### [Directive 1]
Quote the stretch of the Quinnipiac and Yale hockey passage from "I mean, for" through "success can go on." word for word.
### [Directive 2]
Continue the Quinnipiac and Yale hockey passage from where it stops.

++++ Document

I mean, for the year QU is still above 56 percent, which is crazy, but they've obviously been trending down for some time now. And if there is indeed a playoff clash with Yale is in the offing, then there's not much to choose between them, because Yale's moving in the same direction with lesser possession numbers.
If it comes down to Gartieg versus Lyon, I think I'd probably go with Lyon despite Yale's relatively poor shooting talent (6.8 percent this season at evens). But these are two very similar teams and the fact that the Eli haven't beaten Quinnipiac in the last six tries (0-3-3) strikes me as an aberration. I'm not sure how much longer that success can go on.
This is still largely a boring conference, because the chance that someone outside the greater New Haven area wins it is not too significant. But there's more intrigue at the top than at first glance.

++++++++
++++ Supplied material

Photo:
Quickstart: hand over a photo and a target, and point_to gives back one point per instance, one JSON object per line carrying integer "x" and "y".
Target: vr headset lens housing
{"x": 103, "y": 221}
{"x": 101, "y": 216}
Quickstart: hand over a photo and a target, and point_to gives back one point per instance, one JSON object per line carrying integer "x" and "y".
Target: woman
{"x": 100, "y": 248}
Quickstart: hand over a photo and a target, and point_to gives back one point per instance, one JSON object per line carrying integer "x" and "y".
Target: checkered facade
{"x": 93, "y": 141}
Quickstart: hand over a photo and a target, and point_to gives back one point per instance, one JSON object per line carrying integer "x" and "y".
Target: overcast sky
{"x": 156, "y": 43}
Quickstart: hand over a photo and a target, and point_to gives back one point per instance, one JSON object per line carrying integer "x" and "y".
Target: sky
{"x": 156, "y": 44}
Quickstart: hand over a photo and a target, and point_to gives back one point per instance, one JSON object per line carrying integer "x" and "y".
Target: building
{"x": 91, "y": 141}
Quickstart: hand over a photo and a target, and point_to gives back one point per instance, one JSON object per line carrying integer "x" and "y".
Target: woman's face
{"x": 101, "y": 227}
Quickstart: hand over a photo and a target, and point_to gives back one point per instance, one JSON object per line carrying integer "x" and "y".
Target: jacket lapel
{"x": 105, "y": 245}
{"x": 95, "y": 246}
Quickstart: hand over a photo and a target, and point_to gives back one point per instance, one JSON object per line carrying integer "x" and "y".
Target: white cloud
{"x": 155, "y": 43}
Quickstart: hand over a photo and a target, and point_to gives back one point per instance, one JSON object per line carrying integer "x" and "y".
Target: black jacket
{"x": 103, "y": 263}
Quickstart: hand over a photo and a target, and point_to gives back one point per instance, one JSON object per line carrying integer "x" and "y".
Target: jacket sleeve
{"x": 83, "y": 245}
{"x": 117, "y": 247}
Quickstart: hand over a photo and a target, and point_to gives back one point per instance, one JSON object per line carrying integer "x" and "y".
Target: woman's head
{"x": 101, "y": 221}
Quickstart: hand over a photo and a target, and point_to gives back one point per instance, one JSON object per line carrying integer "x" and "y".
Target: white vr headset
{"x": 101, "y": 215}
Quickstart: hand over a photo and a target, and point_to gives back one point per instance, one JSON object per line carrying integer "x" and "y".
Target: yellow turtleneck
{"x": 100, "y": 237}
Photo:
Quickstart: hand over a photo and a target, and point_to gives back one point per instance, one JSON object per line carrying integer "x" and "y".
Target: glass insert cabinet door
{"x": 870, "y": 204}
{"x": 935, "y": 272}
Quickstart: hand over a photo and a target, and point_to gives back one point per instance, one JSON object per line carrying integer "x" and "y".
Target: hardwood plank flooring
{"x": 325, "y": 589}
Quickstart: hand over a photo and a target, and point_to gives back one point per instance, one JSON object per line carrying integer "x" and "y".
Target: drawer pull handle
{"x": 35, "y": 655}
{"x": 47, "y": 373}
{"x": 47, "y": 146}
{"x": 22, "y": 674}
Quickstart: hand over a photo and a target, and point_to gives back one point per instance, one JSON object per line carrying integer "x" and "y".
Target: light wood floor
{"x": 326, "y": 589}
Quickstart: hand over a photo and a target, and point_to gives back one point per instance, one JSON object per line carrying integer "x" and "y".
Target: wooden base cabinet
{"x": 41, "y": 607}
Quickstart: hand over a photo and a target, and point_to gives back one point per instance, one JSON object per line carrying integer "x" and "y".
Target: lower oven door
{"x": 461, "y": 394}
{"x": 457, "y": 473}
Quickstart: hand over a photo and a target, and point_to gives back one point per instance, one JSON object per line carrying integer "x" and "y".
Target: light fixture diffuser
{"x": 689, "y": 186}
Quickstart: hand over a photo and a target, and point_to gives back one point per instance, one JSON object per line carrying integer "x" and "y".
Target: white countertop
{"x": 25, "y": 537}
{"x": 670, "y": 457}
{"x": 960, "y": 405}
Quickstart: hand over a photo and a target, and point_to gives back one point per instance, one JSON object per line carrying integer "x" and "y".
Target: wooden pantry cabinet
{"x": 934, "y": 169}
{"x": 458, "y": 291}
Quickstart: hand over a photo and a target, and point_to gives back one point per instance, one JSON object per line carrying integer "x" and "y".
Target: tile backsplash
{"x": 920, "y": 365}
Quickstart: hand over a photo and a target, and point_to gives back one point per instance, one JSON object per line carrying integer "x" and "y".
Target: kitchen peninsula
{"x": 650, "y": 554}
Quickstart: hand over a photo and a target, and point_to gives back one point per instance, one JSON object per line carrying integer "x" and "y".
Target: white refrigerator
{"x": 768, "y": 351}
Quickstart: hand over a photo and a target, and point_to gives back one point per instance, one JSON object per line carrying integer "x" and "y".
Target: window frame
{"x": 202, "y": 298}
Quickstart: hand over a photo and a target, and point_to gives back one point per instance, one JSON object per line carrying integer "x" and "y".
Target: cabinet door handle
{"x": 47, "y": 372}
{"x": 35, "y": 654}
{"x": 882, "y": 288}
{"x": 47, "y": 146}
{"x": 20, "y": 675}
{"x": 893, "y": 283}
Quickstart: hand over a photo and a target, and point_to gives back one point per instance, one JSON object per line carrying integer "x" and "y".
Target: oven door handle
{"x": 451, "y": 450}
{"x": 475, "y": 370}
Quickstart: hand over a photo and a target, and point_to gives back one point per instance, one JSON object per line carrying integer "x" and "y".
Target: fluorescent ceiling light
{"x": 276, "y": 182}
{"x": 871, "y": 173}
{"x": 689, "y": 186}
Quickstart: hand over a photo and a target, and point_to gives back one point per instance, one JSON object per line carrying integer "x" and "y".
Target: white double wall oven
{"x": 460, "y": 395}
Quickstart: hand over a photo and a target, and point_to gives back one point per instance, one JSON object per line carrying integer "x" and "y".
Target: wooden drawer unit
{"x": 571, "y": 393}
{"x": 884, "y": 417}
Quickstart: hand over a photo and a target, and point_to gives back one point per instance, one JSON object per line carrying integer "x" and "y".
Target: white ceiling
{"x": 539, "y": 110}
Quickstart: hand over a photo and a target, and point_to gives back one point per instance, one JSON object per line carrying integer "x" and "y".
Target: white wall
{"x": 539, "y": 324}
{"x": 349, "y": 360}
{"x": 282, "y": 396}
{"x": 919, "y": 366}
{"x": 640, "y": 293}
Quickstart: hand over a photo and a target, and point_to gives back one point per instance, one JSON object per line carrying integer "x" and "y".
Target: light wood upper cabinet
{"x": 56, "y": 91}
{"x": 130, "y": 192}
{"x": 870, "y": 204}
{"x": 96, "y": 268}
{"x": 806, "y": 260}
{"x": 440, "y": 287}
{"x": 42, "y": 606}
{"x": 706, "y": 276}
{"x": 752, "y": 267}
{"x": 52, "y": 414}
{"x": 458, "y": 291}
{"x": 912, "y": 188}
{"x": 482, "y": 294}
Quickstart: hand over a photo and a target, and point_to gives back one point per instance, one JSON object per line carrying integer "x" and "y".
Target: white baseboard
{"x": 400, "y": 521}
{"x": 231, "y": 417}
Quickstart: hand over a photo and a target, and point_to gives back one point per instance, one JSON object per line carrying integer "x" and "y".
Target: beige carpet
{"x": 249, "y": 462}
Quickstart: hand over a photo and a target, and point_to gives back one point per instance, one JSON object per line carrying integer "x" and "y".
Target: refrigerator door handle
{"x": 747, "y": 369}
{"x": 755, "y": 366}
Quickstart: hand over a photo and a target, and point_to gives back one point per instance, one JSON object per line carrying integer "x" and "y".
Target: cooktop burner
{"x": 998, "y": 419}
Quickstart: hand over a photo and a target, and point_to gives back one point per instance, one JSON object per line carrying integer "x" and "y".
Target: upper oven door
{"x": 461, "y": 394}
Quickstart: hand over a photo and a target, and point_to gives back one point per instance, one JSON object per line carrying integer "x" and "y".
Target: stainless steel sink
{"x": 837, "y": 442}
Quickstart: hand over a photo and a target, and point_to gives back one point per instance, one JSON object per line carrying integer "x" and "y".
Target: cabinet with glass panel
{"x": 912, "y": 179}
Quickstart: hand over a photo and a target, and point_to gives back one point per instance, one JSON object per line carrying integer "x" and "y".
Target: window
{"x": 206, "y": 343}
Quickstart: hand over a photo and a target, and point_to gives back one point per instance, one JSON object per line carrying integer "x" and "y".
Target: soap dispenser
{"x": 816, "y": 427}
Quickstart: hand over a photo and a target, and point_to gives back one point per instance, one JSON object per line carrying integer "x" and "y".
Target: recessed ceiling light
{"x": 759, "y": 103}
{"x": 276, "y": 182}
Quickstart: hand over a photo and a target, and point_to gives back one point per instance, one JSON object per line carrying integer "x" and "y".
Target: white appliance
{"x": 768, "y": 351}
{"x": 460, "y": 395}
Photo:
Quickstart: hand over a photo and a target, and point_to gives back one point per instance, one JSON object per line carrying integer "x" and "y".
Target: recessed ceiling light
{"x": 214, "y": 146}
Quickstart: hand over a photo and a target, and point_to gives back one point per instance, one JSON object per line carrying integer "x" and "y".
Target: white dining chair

++++++++

### [Task response 1]
I mean, for the year QU is still above 56 percent, which is crazy, but they've obviously been trending down for some time now. And if there is indeed a playoff clash with Yale is in the offing, then there's not much to choose between them, because Yale's moving in the same direction with lesser possession numbers.
If it comes down to Gartieg versus Lyon, I think I'd probably go with Lyon despite Yale's relatively poor shooting talent (6.8 percent this season at evens). But these are two very similar teams and the fact that the Eli haven't beaten Quinnipiac in the last six tries (0-3-3) strikes me as an aberration. I'm not sure how much longer that success can go on.

### [Task response 2]
A somewhat arbitrary ranking of teams which are pretty good in my opinion only (and just for right now but maybe for a little longer too?)
North Dakota (swept Western Michigan)
Miami (split with Duluth)
Minnesota State (idle)
BU (took one point from Notre Dame, beat Northeastern)
Minnesota Duluth (split with Miami)
Boston College (tied Lowell)
Minnesota (split with Penn State)
Denver (swept Colorado College)
Michigan (split with Ohio State)
Quinnipiac (tied both Yale and Brown)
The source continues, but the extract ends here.